**Extract:**
Java JVM, minimum what every developer should know

As a Java developer, having a fundamental understanding of the Java Virtual Machine (JVM) is paramount. The JVM serves as the cornerstone of the Java platform, providing the runtime environment necessary for executing Java applications across various devices and operating systems.

At its core, the JVM is a robust and sophisticated software implementation that acts as an intermediary between Java bytecode and the underlying hardware. It plays a crucial role in executing Java programs by translating bytecode instructions into machine code that can be understood and executed by the host system.

In essence, familiarity with the JVM is not merely a technical prerequisite but a foundational skill that equips Java developers with the expertise needed to build robust, scalable, and high-performance software solutions in the Java ecosystem.

What is the Java Virtual Machine (JVM) and its role in Java? Firstly let’s define for what JVM is responsible. JVM is responsible for several key tasks that enable the execution of Java applications:

• Loading and Linking: The JVM is responsible for loading classes and resources required by the Java application. This involves locating and loading class files from the file system or network, verifying their correctness, and preparing them for execution. Linking involves resolving symbolic references, such as method invocations and field accesses, to concrete memory addresses.
• Bytecode Execution: Once classes are loaded and linked, the JVM executes Java bytecode instructions contained within these classes. It interprets or translates bytecode into machine code instructions that the underlying hardware can execute. The JVM employs various optimization techniques, such as Just-In-Time (JIT) compilation, to improve the performance of bytecode execution.
• Memory Management: The JVM manages memory allocation and deallocation for Java objects. It allocates memory on the heap for objects dynamically created during program execution and releases memory when objects are no longer needed. Memory management tasks include garbage collection, which identifies and removes unreachable objects to reclaim memory resources.

(Point placement data)
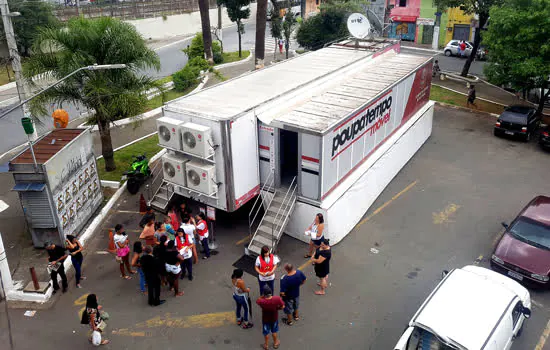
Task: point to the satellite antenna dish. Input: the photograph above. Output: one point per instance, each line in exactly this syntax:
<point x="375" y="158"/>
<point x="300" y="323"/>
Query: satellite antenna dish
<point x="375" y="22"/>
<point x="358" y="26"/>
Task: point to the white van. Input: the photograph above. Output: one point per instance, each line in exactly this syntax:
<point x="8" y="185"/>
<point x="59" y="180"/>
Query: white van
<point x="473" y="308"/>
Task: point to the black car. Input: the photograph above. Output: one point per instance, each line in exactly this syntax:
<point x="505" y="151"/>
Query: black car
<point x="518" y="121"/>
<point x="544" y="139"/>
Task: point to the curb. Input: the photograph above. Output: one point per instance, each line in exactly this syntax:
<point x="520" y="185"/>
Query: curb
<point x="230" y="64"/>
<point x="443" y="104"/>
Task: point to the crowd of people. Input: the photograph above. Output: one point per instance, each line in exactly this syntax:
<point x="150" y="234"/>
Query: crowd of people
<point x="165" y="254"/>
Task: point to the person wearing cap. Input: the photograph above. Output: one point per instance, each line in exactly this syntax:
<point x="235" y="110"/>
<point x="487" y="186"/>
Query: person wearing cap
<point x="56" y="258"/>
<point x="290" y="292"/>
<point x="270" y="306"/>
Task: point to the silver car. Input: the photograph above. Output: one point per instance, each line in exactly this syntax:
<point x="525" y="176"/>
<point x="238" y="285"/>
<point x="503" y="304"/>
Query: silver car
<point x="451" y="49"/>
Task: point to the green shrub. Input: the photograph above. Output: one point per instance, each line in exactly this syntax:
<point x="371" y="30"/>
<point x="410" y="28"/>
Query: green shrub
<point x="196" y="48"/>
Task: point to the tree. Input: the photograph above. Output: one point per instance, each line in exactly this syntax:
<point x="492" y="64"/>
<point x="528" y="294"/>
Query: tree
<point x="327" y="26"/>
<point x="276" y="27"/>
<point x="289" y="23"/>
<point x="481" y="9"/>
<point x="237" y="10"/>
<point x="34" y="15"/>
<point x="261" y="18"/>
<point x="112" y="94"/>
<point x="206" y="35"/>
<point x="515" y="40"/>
* * *
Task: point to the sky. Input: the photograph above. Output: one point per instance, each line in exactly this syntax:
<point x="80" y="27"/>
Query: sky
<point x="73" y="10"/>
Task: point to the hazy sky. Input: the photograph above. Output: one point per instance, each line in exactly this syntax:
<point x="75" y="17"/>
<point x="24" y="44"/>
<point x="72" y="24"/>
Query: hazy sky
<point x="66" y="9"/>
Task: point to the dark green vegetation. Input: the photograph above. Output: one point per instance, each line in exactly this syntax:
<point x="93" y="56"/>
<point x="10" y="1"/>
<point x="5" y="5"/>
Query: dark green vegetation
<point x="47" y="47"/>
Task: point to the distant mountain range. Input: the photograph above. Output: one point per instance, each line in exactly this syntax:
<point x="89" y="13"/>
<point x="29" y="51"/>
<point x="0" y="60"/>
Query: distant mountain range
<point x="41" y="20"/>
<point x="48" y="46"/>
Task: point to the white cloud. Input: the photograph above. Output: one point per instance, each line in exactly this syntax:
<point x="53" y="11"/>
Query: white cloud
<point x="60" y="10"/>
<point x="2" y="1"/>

**Goal:** Please copy out the entire text on the Java Virtual Machine above, word for word.

**Worked solution:**
Java JVM, minimum what every developer should know

As a Java developer, having a fundamental understanding of the Java Virtual Machine (JVM) is paramount. The JVM serves as the cornerstone of the Java platform, providing the runtime environment necessary for executing Java applications across various devices and operating systems.

At its core, the JVM is a robust and sophisticated software implementation that acts as an intermediary between Java bytecode and the underlying hardware. It plays a crucial role in executing Java programs by translating bytecode instructions into machine code that can be understood and executed by the host system.

In essence, familiarity with the JVM is not merely a technical prerequisite but a foundational skill that equips Java developers with the expertise needed to build robust, scalable, and high-performance software solutions in the Java ecosystem.

What is the Java Virtual Machine (JVM) and its role in Java? Firstly let’s define for what JVM is responsible. JVM is responsible for several key tasks that enable the execution of Java applications:

• Loading and Linking: The JVM is responsible for loading classes and resources required by the Java application. This involves locating and loading class files from the file system or network, verifying their correctness, and preparing them for execution. Linking involves resolving symbolic references, such as method invocations and field accesses, to concrete memory addresses.
• Bytecode Execution: Once classes are loaded and linked, the JVM executes Java bytecode instructions contained within these classes. It interprets or translates bytecode into machine code instructions that the underlying hardware can execute. The JVM employs various optimization techniques, such as Just-In-Time (JIT) compilation, to improve the performance of bytecode execution.
• Memory Management: The JVM manages memory allocation and deallocation for Java objects. It allocates memory on the heap for objects dynamically created during program execution and releases memory when objects are no longer needed. Memory management tasks include garbage collection, which identifies and removes unreachable objects to reclaim memory resources.